----- Sayfa Metni -----
• Sonuç bulunamadı

Kültür politikaları, bir ülkede kültürün ve kültür varlıklarının korunması ve geliştirilmesi amacıyla izlenen politikalardır. Merkezi yönetimi oluşturan bakanlıklar ve diğer devlet kurumları, yerel yönetimler ya da diğer kültür kurumları tarafından kabul edilmiş, kültüre yönelik olarak izlenen belirli davranış biçimleri, ilkeler ya da kurallar dizisidir (Gürgezoğlu, 2009: 8). Kültürel eylem politikalarıyla ilgili olarak UNESCO uzmanları, uzunca bir süre otoritelerin tanıyıp bildiği sanatçılar için ayrılan ödül ödenekleri ve Devlet komisyonlarının kültürel politikanın parçaları olduğunu ve bu parçaların bir politika ile idare edilmesi gerektiğini ifade etmişlerdir (UNESCO, 1969: 19).
----- Kayıt Kümesi -----
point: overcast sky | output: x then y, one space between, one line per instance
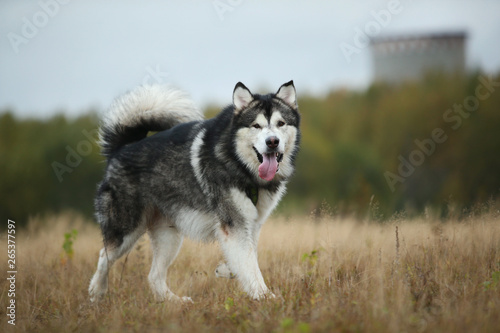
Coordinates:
73 55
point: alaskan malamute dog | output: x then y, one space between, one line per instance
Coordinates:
216 179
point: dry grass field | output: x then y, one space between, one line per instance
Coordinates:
330 275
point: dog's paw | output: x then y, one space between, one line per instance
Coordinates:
222 271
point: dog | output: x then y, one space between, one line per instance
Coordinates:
210 180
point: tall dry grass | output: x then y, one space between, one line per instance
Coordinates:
330 275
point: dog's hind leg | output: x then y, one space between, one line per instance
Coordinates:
166 242
107 257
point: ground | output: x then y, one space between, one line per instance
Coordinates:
330 274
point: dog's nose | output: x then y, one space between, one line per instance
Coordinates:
272 142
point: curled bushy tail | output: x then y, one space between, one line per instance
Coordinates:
147 108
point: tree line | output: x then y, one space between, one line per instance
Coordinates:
433 143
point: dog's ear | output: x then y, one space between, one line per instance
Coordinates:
241 97
287 94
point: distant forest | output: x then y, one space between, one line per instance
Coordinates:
433 144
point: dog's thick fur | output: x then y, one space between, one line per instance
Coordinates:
216 179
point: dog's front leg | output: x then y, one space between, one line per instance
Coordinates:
239 250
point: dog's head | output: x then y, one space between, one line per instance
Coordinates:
267 130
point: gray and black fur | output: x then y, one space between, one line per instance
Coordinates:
209 179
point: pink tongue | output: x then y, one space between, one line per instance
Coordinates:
267 169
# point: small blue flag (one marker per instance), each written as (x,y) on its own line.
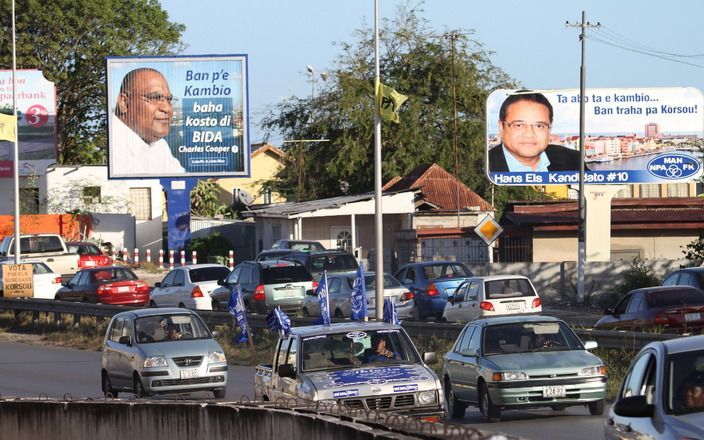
(278,321)
(358,299)
(235,305)
(323,298)
(390,314)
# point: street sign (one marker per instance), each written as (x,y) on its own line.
(488,229)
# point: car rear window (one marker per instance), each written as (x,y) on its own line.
(208,274)
(508,288)
(285,274)
(674,298)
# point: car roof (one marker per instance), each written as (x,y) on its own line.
(342,327)
(139,313)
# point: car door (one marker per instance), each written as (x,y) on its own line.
(640,380)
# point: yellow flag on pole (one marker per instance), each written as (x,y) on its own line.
(8,123)
(388,102)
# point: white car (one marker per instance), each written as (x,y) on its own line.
(46,282)
(482,297)
(188,286)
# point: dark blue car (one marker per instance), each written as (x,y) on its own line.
(431,282)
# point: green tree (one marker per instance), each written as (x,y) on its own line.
(418,63)
(68,40)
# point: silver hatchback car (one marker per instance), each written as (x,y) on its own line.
(160,351)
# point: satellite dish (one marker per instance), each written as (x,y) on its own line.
(243,197)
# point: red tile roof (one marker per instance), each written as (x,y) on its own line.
(439,188)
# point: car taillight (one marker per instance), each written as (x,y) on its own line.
(486,305)
(661,318)
(259,293)
(432,290)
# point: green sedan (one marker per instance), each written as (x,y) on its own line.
(521,362)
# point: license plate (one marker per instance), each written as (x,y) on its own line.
(554,391)
(189,374)
(692,316)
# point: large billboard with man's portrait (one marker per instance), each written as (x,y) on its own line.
(650,135)
(178,116)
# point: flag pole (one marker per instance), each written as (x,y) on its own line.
(15,147)
(378,216)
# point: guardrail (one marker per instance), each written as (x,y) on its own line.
(605,339)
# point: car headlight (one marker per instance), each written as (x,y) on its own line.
(216,357)
(427,398)
(514,375)
(155,361)
(598,370)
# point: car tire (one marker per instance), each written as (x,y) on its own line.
(490,412)
(454,409)
(137,387)
(108,391)
(596,408)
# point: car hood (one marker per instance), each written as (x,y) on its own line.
(375,380)
(550,361)
(181,347)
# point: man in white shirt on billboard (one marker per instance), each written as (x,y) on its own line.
(142,119)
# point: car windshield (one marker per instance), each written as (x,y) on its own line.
(685,382)
(357,348)
(202,274)
(169,328)
(510,288)
(521,337)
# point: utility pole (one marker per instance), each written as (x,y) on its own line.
(581,233)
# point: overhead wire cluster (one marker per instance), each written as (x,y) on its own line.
(608,36)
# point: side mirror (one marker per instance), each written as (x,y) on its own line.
(590,345)
(469,352)
(125,340)
(287,370)
(634,406)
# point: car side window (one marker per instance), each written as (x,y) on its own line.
(635,304)
(473,291)
(671,280)
(179,278)
(168,279)
(636,384)
(620,308)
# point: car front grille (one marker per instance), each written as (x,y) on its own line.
(382,402)
(188,361)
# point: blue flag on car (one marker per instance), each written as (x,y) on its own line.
(235,305)
(278,321)
(323,298)
(390,314)
(358,299)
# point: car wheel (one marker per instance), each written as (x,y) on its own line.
(137,387)
(108,391)
(596,408)
(454,408)
(490,412)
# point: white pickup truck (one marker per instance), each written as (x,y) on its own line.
(48,248)
(346,364)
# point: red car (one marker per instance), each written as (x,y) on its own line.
(107,285)
(674,309)
(89,254)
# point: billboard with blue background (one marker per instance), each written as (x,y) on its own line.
(649,135)
(183,116)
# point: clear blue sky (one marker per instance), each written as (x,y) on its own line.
-----
> _Görev Yönergeleri_
1. Kültür politikalarını tanımlayan sayfa metnini iki cümleyle özetleyin.
2. Kayıtlarda "green" sözcüğünü içeren her satırı seçip yazın. Büyük-küçük harf ayrımını gözetin.
Kayıtların sayfa metniyle hiçbir ilgisi yoktur.

> _Görev Çözümleri_
1. Kültür politikaları, bir ülkede kültürün ve kültür varlıklarının korunması ve geliştirilmesi amacıyla bakanlıklar, diğer devlet kurumları, yerel yönetimler ya da diğer kültür kurumlarınca benimsenmiş davranış biçimleri, ilkeler ya da kurallar dizisidir. UNESCO uzmanları, otoritelerin tanıdığı sanatçılar için ayrılan ödül ödeneklerinin ve Devlet komisyonlarının kültürel politikanın parçaları olduğunu ve bu parçaların bir politikayla idare edilmesi gerektiğini ifade etmiştir.

2.
# point: green tree (one marker per instance), each written as (x,y) on its own line.
# point: green sedan (one marker per instance), each written as (x,y) on its own line.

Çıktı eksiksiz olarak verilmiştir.